START GIVEN TEXT

There are seemingly as many ways to process grief as there are people who grieve.
For Rob Azevedo, a writer in Manchester, N.H., turning to a blank page was his way to make sense of the death of his friend’s 15-year-old niece from cancer in 2012, and earlier losses of friends from his days at Melrose High School.
The resulting essay, “Candles in Paradise,’’ imagines the girl from Lynnfield, formerly of Melrose, joyful on a summer’s day at the beach. She is welcomed by two young men, both friends of her parents, as well as Azevedo: Gary Colasanti, who died in the bombing of Pan Am Flight 103 in 1988, and Ray Rocha, who was killed in the attack on the World Trade Center in New York City on Sept. 11, 2001.
On the beach, which represents paradise, Gary and Ray teach the girl how to tell her grieving family, through the sweet breezes of love that she sends them, that she is no longer in pain, and is with friends.
“It was one of those things,” Azevedo said. “I barely remember writing it. It shot out of me, from my head to my heart. It was my version of a condolence card.”
‘It’s a breath of fresh air on a very tragic situation. . . . Rob’s a creative guy who came up with a great way to tie these tragic events together in a very nice way.’
Published in the Laconia Sentinel, where Azevedo is a columnist, and reprinted by the Melrose Free Press, the essay hit a nerve with readers — those who knew the three families and, more surprisingly, those who didn’t, he said.
“It got more reactions on Facebook than any other piece I’ve written in my life,” said Azevedo, who was recently nominated for the Donald M. Murray Outstanding Journalism Award.

END GIVEN TEXT
START DATA EXTRACT

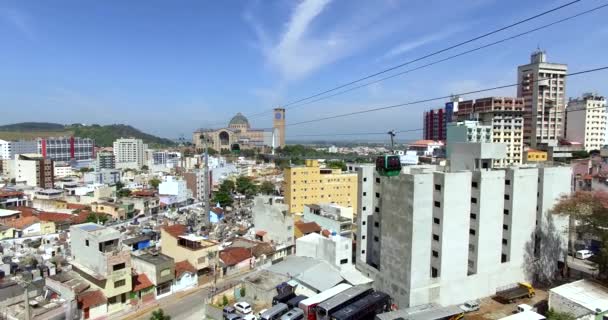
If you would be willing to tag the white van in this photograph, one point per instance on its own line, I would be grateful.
(583, 254)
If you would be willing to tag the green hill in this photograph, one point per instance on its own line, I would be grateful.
(104, 135)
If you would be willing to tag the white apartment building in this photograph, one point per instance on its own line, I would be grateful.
(586, 121)
(129, 153)
(543, 86)
(9, 149)
(365, 182)
(506, 117)
(445, 237)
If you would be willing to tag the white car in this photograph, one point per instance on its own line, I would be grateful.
(243, 307)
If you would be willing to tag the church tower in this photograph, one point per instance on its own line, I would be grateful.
(278, 123)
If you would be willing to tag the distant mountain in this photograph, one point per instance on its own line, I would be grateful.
(104, 135)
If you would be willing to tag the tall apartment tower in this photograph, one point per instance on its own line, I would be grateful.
(542, 85)
(586, 121)
(129, 153)
(278, 122)
(448, 236)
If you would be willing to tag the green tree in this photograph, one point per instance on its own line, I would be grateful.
(154, 182)
(123, 193)
(554, 315)
(246, 187)
(223, 198)
(267, 187)
(159, 315)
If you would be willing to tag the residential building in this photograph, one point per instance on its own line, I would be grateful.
(365, 185)
(106, 160)
(195, 182)
(174, 191)
(9, 149)
(336, 249)
(159, 268)
(467, 131)
(96, 256)
(102, 176)
(543, 86)
(35, 170)
(505, 116)
(435, 121)
(310, 183)
(66, 148)
(330, 217)
(201, 253)
(116, 211)
(442, 236)
(129, 153)
(271, 216)
(586, 121)
(583, 299)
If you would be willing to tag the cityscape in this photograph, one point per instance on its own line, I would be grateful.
(349, 198)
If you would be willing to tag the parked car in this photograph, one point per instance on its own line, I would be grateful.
(228, 310)
(470, 306)
(243, 307)
(583, 254)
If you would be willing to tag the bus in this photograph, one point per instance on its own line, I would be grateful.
(308, 305)
(341, 300)
(366, 308)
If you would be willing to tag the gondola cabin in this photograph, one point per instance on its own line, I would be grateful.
(388, 165)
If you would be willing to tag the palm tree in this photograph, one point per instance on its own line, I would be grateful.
(159, 315)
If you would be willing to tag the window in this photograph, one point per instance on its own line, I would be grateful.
(119, 266)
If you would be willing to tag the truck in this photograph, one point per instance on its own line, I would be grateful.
(518, 291)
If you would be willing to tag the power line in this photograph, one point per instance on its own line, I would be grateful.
(434, 99)
(487, 34)
(422, 57)
(450, 57)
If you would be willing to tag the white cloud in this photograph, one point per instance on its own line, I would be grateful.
(18, 19)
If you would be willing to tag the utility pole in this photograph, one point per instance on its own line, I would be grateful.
(392, 135)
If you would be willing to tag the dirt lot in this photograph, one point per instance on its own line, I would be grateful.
(491, 309)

END DATA EXTRACT

◆ DIRECTIONS
1. How would you render this sentence from the article on Rob Azevedo's grief essay in Spanish: "There are seemingly as many ways to process grief as there are people who grieve."
2. According to the article on Rob Azevedo's grief essay, in which newspaper was "Candles in Paradise" first published?
3. Carry the article on Rob Azevedo's grief essay forward from its final sentence.

◆ WRITTEN RESPONSES
1. Aparentemente, hay tantas maneras de procesar el duelo como personas que lo sufren.

2. The Laconia Sentinel, where Azevedo is a columnist.

3.
He decided to make a film of his essay. He did it for the city of Melrose; for families who have lost someone so young; for the children slain in Newtown, Conn.; for the Boston Marathon bombing victims; for his own father; and, of course, as a tribute to the young girl, Gary, Ray, and their families.
Fifteen months later, “Candles in Paradise” is a short drama, entered in this year’s Somewhat North of Boston (SNOB) independent film festival, held at the Red River Theatres in Concord, N.H. The festival, which began Thursday, concludes Sunday.
The fourth film Azevedo has written and entered in the film festival, it is the first one he has directed.
“I wanted full control of this 10-minute short,” said Azevedo, who said he had lacked the confidence to take the directorial reins before. The subject matter changed all that for the father of two, giving him a strong sense of purpose.
“I knew who I wanted as the actors. I knew where I wanted to shoot it. I knew how it was going to be shot. It was all mapped out in my head,” he said.
The writer-producer-director set about turning the essay, with its universal theme of relying upon faith to get through darkness, into a film. His search for a director of photography who could share his vision led him to Chris Tremblay who, it turned out, lived only a half-mile away.
In the film, Manchester High School sophomore Olivia Maglio, 15, plays the young girl. Dan Tully, a friend of Azevedo’s from Melrose now living in Salem, plays Ray Rocha, and Nick Brough plays Gary Colasanti. Curtis Lanciani, an actor from Wenham and a main character in “Overdrawn,’’ Azevedo’s film entered in the 2012 film festival, and Ida Gray, of Chester, N.H., play the parents.
The crew started work on Memorial Day and finished on Labor Day. Shot on Plum Island and Hampton Beach, the film cost Azevedo about $2,000.
“Candles” is one of 38 films in the short-drama category (under 60 minutes), and it’s anyone’s guess how it will do at the festival. But the vote is already in from Len Colasanti of Melrose, Gary’s father.
“It’s a breath of fresh air on a very tragic situation. Most articles about these three young kids were downers. Rob’s a creative guy who came up with a great way to tie these tragic events together in a very nice way.’’
“We’re all dealing with the same thing,” Colosanti said, referring to the three families. “The loss of a child is something that’s very difficult to contend with. It never really goes away. You just learn to live with it.”
He applauded Brough for capturing his son’s personality, but he admits to having mixed emotions about having to think about his loss all over again.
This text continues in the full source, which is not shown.